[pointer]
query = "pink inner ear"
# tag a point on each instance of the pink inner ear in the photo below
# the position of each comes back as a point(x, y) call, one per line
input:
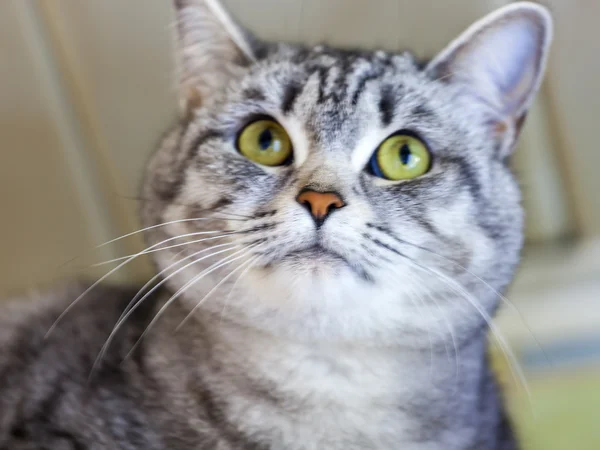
point(500, 59)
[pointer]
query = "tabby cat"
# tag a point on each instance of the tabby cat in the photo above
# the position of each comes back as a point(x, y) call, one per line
point(332, 230)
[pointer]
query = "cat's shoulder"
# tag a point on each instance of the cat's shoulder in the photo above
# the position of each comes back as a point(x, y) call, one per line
point(48, 395)
point(44, 317)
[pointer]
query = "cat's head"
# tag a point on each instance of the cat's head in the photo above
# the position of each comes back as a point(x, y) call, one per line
point(341, 194)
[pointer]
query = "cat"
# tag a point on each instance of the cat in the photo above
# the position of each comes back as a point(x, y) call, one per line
point(331, 229)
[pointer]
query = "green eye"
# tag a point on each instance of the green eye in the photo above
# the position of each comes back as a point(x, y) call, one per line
point(265, 142)
point(401, 157)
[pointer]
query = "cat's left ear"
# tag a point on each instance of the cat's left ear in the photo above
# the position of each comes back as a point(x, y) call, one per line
point(212, 48)
point(499, 62)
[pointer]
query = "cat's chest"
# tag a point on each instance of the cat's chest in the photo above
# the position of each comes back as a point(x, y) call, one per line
point(319, 405)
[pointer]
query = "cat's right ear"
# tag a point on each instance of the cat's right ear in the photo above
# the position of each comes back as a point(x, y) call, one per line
point(211, 47)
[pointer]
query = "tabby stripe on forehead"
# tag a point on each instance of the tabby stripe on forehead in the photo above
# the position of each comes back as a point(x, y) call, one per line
point(386, 105)
point(362, 83)
point(202, 139)
point(467, 173)
point(290, 94)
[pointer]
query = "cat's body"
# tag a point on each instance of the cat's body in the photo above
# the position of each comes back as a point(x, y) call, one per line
point(185, 391)
point(343, 310)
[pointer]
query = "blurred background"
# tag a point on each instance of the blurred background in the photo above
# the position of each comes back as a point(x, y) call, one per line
point(87, 88)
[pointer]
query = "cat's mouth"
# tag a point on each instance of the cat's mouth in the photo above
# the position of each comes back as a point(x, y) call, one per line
point(318, 255)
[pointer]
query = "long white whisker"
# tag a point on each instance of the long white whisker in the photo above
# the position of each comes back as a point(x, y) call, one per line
point(503, 298)
point(452, 336)
point(421, 305)
point(514, 364)
point(244, 272)
point(180, 291)
point(209, 293)
point(164, 224)
point(126, 314)
point(167, 248)
point(104, 277)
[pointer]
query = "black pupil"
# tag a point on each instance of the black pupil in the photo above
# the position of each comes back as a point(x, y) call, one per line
point(265, 140)
point(405, 154)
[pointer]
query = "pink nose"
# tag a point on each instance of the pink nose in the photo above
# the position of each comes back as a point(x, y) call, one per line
point(320, 203)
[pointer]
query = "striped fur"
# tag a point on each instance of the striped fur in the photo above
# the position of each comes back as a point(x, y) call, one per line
point(368, 332)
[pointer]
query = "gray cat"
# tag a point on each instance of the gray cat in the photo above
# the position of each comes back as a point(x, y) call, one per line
point(331, 230)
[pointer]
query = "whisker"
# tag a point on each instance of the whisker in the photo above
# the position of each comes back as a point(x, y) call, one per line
point(164, 224)
point(452, 336)
point(503, 298)
point(244, 272)
point(191, 313)
point(104, 263)
point(181, 291)
point(515, 367)
point(104, 277)
point(210, 211)
point(129, 311)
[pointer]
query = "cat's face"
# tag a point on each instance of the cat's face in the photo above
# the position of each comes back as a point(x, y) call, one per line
point(319, 229)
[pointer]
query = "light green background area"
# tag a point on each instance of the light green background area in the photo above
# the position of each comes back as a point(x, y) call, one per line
point(565, 412)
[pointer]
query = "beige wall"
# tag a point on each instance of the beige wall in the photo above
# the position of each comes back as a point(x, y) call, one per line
point(86, 89)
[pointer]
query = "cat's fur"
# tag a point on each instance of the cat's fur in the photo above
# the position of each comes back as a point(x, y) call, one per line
point(368, 332)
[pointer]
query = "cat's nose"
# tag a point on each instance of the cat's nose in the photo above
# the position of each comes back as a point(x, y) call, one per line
point(320, 204)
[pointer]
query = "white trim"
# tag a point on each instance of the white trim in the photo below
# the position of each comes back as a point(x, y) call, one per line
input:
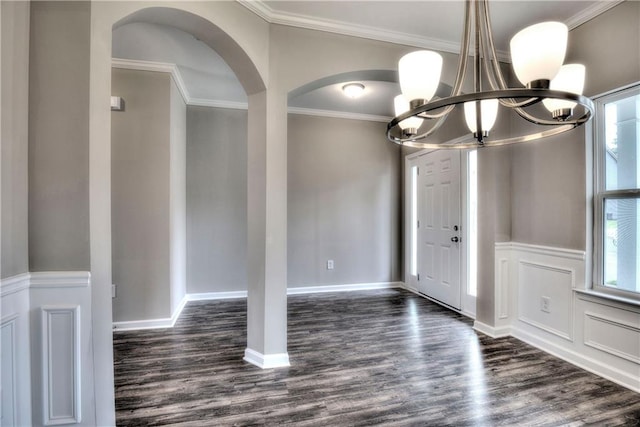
point(213, 103)
point(613, 322)
point(592, 365)
point(591, 12)
point(10, 323)
point(174, 70)
point(133, 325)
point(543, 250)
point(60, 279)
point(206, 296)
point(159, 67)
point(13, 284)
point(49, 389)
point(344, 288)
point(493, 332)
point(339, 114)
point(266, 361)
point(354, 30)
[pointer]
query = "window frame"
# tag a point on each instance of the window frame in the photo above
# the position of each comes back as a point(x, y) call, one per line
point(600, 193)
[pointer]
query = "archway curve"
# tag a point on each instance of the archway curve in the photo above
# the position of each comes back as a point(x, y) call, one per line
point(209, 33)
point(222, 26)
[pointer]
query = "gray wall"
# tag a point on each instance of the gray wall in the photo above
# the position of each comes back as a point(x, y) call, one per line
point(59, 136)
point(177, 196)
point(140, 179)
point(549, 176)
point(216, 199)
point(344, 202)
point(15, 113)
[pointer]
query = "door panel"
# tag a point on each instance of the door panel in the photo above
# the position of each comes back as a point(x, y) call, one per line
point(440, 219)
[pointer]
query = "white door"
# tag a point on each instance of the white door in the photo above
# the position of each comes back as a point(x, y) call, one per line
point(439, 226)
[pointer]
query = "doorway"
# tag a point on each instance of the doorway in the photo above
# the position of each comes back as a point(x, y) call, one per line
point(440, 235)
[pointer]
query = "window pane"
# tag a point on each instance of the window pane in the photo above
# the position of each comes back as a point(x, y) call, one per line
point(622, 143)
point(622, 244)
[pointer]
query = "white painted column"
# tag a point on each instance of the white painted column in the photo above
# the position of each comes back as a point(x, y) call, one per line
point(267, 230)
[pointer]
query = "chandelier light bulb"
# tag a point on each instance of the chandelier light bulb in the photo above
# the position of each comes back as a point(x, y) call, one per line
point(353, 90)
point(570, 78)
point(419, 74)
point(411, 125)
point(537, 52)
point(488, 114)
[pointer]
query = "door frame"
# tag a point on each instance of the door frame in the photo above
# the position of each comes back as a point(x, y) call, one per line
point(468, 302)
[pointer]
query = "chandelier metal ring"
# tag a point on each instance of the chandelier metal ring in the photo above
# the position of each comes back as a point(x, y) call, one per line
point(533, 96)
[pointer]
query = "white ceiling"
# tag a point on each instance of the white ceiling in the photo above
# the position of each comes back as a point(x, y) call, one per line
point(426, 24)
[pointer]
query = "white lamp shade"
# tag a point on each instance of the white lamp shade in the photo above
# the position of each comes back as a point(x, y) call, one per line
point(570, 78)
point(537, 52)
point(419, 74)
point(401, 105)
point(488, 113)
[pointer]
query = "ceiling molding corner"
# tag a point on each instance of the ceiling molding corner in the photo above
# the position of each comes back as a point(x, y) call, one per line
point(338, 114)
point(259, 8)
point(591, 12)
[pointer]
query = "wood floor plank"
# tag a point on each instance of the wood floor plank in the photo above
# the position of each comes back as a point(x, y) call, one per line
point(385, 357)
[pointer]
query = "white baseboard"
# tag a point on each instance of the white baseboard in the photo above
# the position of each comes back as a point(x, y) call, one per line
point(266, 361)
point(206, 296)
point(343, 288)
point(594, 366)
point(13, 284)
point(493, 332)
point(134, 325)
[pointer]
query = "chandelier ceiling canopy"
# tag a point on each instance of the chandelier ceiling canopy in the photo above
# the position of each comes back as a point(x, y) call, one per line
point(537, 56)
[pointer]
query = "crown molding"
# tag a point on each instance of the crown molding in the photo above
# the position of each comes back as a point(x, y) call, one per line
point(339, 27)
point(215, 103)
point(339, 114)
point(159, 67)
point(591, 12)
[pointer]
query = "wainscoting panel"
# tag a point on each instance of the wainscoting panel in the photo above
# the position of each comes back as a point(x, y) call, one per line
point(8, 366)
point(61, 368)
point(554, 310)
point(545, 297)
point(16, 353)
point(62, 353)
point(612, 336)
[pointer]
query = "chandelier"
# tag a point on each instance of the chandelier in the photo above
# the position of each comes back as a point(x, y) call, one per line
point(550, 98)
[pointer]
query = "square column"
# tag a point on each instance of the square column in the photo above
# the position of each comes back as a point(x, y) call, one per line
point(267, 230)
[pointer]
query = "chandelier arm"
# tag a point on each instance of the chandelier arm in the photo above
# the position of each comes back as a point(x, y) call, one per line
point(512, 103)
point(464, 52)
point(492, 48)
point(533, 119)
point(488, 50)
point(444, 112)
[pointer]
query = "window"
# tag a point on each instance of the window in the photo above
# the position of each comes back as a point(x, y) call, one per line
point(617, 193)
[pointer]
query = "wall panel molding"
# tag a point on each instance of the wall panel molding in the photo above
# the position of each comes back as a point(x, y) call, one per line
point(60, 279)
point(14, 284)
point(612, 336)
point(594, 333)
point(10, 397)
point(61, 367)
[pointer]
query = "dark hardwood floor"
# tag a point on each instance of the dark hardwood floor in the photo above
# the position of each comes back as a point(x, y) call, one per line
point(383, 357)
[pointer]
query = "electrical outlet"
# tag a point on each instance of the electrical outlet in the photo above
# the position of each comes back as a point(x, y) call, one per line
point(545, 304)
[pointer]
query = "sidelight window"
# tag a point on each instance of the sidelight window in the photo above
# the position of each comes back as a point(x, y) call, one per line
point(617, 193)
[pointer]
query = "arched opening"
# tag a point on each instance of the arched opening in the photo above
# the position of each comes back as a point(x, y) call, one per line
point(200, 22)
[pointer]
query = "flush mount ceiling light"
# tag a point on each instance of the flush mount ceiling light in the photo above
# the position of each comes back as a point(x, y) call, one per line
point(353, 90)
point(537, 54)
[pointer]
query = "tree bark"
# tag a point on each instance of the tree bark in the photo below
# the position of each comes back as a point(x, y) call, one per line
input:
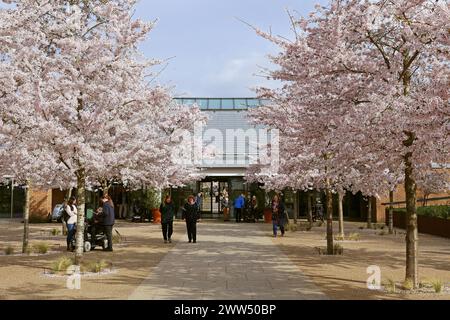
point(369, 213)
point(309, 210)
point(391, 212)
point(341, 214)
point(81, 186)
point(66, 200)
point(329, 207)
point(412, 237)
point(26, 217)
point(295, 207)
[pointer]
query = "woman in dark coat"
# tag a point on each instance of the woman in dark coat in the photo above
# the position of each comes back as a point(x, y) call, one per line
point(167, 210)
point(191, 213)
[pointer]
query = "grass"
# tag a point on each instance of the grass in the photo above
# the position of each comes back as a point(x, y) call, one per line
point(390, 286)
point(9, 250)
point(438, 285)
point(408, 284)
point(41, 248)
point(62, 264)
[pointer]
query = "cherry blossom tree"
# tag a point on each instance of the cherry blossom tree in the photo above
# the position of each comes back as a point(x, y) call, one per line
point(365, 99)
point(95, 108)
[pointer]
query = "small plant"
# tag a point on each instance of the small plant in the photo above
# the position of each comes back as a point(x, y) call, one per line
point(97, 266)
point(62, 264)
point(55, 232)
point(408, 284)
point(390, 286)
point(338, 249)
point(9, 250)
point(339, 237)
point(354, 236)
point(437, 285)
point(41, 248)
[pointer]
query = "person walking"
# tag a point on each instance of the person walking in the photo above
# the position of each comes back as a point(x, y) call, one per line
point(199, 200)
point(278, 215)
point(239, 205)
point(71, 214)
point(191, 214)
point(108, 219)
point(225, 204)
point(254, 209)
point(167, 210)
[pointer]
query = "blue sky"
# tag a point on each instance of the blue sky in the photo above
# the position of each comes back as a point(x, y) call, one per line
point(212, 53)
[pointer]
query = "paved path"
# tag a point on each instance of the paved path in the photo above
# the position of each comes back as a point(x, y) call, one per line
point(229, 261)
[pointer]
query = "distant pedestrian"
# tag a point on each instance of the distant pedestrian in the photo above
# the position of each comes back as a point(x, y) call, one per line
point(167, 210)
point(199, 200)
point(108, 219)
point(278, 215)
point(191, 214)
point(71, 214)
point(239, 205)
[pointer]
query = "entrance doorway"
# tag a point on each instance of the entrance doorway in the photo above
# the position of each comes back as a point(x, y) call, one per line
point(213, 192)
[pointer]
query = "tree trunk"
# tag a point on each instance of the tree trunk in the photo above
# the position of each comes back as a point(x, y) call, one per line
point(391, 212)
point(329, 208)
point(81, 186)
point(295, 207)
point(309, 210)
point(341, 214)
point(412, 238)
point(369, 213)
point(66, 200)
point(26, 217)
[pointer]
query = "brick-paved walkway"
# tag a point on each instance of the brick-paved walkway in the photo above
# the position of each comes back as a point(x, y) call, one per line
point(229, 261)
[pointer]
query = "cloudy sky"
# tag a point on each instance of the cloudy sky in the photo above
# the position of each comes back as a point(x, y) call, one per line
point(210, 52)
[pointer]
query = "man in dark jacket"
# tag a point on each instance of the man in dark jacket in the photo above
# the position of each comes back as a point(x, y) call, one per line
point(108, 219)
point(167, 210)
point(191, 214)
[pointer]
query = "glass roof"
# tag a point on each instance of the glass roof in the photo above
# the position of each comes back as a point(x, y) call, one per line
point(223, 103)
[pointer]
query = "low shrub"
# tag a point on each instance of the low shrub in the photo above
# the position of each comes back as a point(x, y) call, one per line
point(354, 236)
point(62, 264)
point(438, 285)
point(41, 248)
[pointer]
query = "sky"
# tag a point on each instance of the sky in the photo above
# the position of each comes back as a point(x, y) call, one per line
point(208, 51)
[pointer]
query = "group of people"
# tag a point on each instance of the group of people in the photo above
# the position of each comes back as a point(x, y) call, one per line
point(246, 209)
point(103, 218)
point(191, 214)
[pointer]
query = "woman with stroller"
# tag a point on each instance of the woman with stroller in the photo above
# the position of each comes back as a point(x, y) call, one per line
point(191, 214)
point(167, 210)
point(278, 215)
point(71, 211)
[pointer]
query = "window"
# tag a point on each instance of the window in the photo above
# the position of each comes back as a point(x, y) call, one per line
point(227, 104)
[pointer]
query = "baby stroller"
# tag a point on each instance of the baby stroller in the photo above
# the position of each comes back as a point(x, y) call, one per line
point(89, 241)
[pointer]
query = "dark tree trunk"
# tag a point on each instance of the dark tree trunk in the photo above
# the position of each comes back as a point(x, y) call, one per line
point(329, 208)
point(412, 237)
point(81, 186)
point(309, 210)
point(26, 218)
point(391, 212)
point(341, 214)
point(369, 213)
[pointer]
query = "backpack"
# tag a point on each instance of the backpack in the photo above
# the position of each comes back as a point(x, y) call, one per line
point(65, 214)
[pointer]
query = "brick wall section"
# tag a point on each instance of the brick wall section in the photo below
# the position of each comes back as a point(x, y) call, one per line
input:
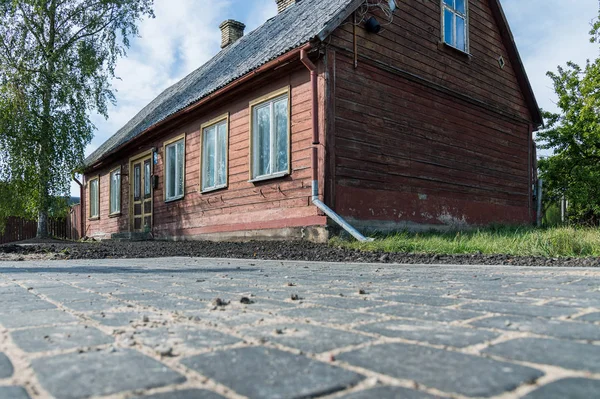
point(415, 150)
point(272, 204)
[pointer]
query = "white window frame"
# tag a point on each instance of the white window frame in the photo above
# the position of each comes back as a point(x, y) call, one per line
point(203, 159)
point(455, 14)
point(110, 192)
point(95, 200)
point(270, 98)
point(168, 144)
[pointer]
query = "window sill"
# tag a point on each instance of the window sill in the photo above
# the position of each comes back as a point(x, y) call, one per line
point(451, 49)
point(212, 190)
point(175, 199)
point(269, 177)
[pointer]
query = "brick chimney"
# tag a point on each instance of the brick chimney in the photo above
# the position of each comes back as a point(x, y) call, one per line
point(231, 31)
point(283, 5)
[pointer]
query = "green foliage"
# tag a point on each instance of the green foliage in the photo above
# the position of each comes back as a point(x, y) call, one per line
point(516, 241)
point(574, 136)
point(57, 59)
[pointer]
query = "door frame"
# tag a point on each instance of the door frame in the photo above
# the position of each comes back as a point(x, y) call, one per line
point(133, 160)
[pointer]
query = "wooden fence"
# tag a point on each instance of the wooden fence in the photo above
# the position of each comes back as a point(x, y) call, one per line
point(19, 229)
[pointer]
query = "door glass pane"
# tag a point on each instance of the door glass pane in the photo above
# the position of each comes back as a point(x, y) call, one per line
point(115, 192)
point(461, 42)
point(180, 171)
point(262, 145)
point(171, 154)
point(209, 157)
point(448, 26)
point(94, 198)
point(147, 179)
point(281, 126)
point(222, 154)
point(137, 184)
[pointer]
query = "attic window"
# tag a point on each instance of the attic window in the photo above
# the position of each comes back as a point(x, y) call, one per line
point(455, 24)
point(501, 62)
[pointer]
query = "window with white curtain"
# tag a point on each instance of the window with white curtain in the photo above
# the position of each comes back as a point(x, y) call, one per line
point(115, 192)
point(175, 170)
point(270, 137)
point(94, 187)
point(455, 24)
point(214, 155)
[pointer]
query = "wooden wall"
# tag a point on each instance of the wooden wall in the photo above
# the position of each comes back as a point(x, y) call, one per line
point(423, 133)
point(105, 225)
point(243, 206)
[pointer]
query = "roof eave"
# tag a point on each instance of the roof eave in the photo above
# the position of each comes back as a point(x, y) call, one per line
point(517, 62)
point(286, 57)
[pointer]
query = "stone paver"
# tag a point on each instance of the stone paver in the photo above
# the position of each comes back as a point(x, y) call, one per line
point(389, 393)
point(565, 354)
point(433, 313)
point(553, 328)
point(591, 317)
point(6, 367)
point(34, 319)
point(306, 337)
point(433, 333)
point(102, 373)
point(191, 337)
point(572, 388)
point(270, 373)
point(63, 337)
point(152, 328)
point(448, 371)
point(185, 394)
point(12, 392)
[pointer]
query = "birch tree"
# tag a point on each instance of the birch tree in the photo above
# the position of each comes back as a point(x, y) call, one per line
point(57, 61)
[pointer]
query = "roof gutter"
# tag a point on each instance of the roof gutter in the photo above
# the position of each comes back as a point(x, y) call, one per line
point(315, 154)
point(289, 56)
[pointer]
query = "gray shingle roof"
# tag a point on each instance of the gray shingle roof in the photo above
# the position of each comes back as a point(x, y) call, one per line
point(299, 24)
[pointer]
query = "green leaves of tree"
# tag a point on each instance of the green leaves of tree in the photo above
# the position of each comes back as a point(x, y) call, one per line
point(57, 60)
point(574, 136)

- - - - - - -

Exercise requirements: Give the lines again from the start of the items up to and including the line with "point(341, 194)", switching "tag" to "mark" and changing nothing else. Leave the pictures out of the answer.

Exercise output:
[pointer]
query = "pink inner ear"
# mark a point on each instance of the pink inner ear in the photo below
# the position of each comes back as a point(x, y) call, one per line
input:
point(500, 59)
[pointer]
query = "tabby cat"
# mark a point on each instance of the tabby cat in the photo above
# the position of each comes back as a point(x, y) call, one per line
point(332, 230)
[pointer]
query = "cat's shoulder"
# mark a point on each instance of the cat's shoulder in the photo above
# the position of each comes back as a point(x, y) call, one per line
point(48, 395)
point(44, 317)
[pointer]
query = "cat's head"
# mark a point on each instance of the cat's head in the photo above
# the position of each comes back as a point(x, y) call, one per line
point(341, 194)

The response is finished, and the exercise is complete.